_CONSIGNE A:_
D'après le texte fourni, qui va succéder au général Jean-Paul Paloméros au poste de commandant suprême allié Transformation ?

Général Christophe Gomart. Nous classons les pays en trois catégories, de la catégorie P1, qui regroupe les pays en crise, ou au sujet desquels la sécurité de la France est directement mise en jeu, à la catégorie P3, constituée de pays que nous estimons présenter un risque plus réduit pour la sécurité nationale – P2 étant évidemment la catégorie intermédiaire. Je précise que nous n’abandonnons pas systématiquement toute surveillance des pays classés P3 : ainsi, nous continuons de suivre de près ce qui se passe dans certains d’entre eux. Compte tenu des contraintes auxquelles nous devons faire face en matière d’effectifs, nous devons cependant cesser de surveiller certains pays, notamment ceux d’Amérique latine et les États-Unis d’Amérique. Nous nous contentons de suivre ces derniers sur les théâtres d’opérations militaires, considérant que la mission militaire de défense basée à Washington est parfaitement en mesure de nous tenir informés sur les chefs militaires américains en poste et leurs orientations.
M. Frédéric Lefebvre. Quelles sont nos relations avec la base de l’OTAN de Norfolk ?
Général Christophe Gomart. Nous avons d’excellentes relations avec le commandant suprême allié Transformation (SACT) et les notes de renseignement de la DRM alimentent d’ailleurs la réflexion de l’OTAN. En septembre prochain, le général Denis Mercier va succéder au général Jean-Paul Paloméros à ce poste.

_ENREGISTREMENTS FOURNIS:_
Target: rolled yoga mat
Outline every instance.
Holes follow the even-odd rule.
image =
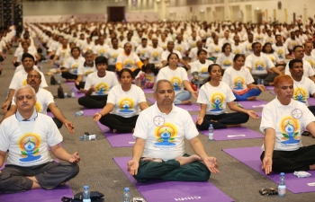
[[[148,101],[149,101],[152,103],[156,102],[156,100],[154,98],[147,98]],[[176,105],[176,107],[182,108],[184,110],[186,110],[188,111],[198,111],[200,110],[199,104],[193,103],[192,105]]]
[[[132,133],[114,134],[100,122],[97,122],[97,126],[101,128],[112,147],[131,147],[134,145],[136,139],[132,137]]]
[[[279,183],[279,172],[272,172],[266,175],[265,171],[261,170],[260,154],[262,153],[261,147],[243,147],[223,149],[225,153],[233,156],[235,159],[245,163],[262,175],[267,177],[275,183]],[[315,191],[315,171],[308,171],[311,174],[309,178],[298,178],[292,172],[285,173],[286,189],[294,194]],[[308,183],[310,183],[310,185]]]
[[[233,201],[210,181],[164,181],[152,180],[138,182],[128,171],[127,162],[131,157],[116,157],[113,161],[125,173],[127,178],[141,193],[148,202],[190,201]]]
[[[55,160],[58,162],[58,160]],[[0,168],[4,168],[5,162]],[[32,201],[32,202],[56,202],[61,201],[61,198],[68,197],[72,198],[73,192],[67,182],[66,185],[60,185],[54,189],[46,190],[44,189],[35,189],[27,190],[25,192],[13,193],[13,194],[0,194],[1,202],[17,202],[17,201]]]
[[[207,130],[199,131],[204,136],[208,136]],[[264,136],[245,127],[228,127],[226,129],[215,129],[214,140],[234,140],[234,139],[252,139],[264,138]]]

_CONSIGNE B:_
Transformez les enregistrements ci-dessus en liste numérotée, avec un numéro par ligne et sans les lignes vides. Laissez les images hors de la réponse.

_SOLUTION COMPLÈTE A:_
Le général Denis Mercier.

_SOLUTION COMPLÈTE B:_
1. Target: rolled yoga mat
2. Outline every instance.
3. Holes follow the even-odd rule.
4. image =
5. [[[148,101],[149,101],[152,103],[156,102],[156,100],[154,98],[147,98]],[[176,105],[176,107],[182,108],[184,110],[186,110],[188,111],[198,111],[200,110],[199,104],[193,103],[192,105]]]
6. [[[132,133],[114,134],[100,122],[97,122],[97,126],[101,128],[112,147],[131,147],[134,145],[136,139],[132,137]]]
7. [[[279,183],[279,172],[272,172],[266,175],[265,171],[261,170],[260,154],[262,153],[261,147],[243,147],[223,149],[225,153],[233,156],[235,159],[245,163],[262,175],[267,177],[275,183]],[[315,191],[315,171],[308,171],[311,174],[309,178],[298,178],[292,172],[285,173],[286,189],[294,194]],[[308,183],[310,183],[310,185]]]
8. [[[233,201],[210,181],[164,181],[152,180],[138,182],[128,171],[127,162],[131,157],[116,157],[113,161],[125,173],[127,178],[141,193],[148,202],[190,201]]]
9. [[[55,160],[58,162],[58,160]],[[0,168],[4,168],[5,162]],[[32,201],[32,202],[56,202],[61,201],[61,198],[68,197],[72,198],[73,192],[67,182],[66,185],[60,185],[54,189],[46,190],[44,189],[35,189],[27,190],[25,192],[13,193],[13,194],[0,194],[1,202],[17,202],[17,201]]]
10. [[[207,130],[199,131],[204,136],[208,136]],[[264,136],[245,127],[228,127],[226,129],[215,129],[214,140],[234,140],[234,139],[252,139],[264,138]]]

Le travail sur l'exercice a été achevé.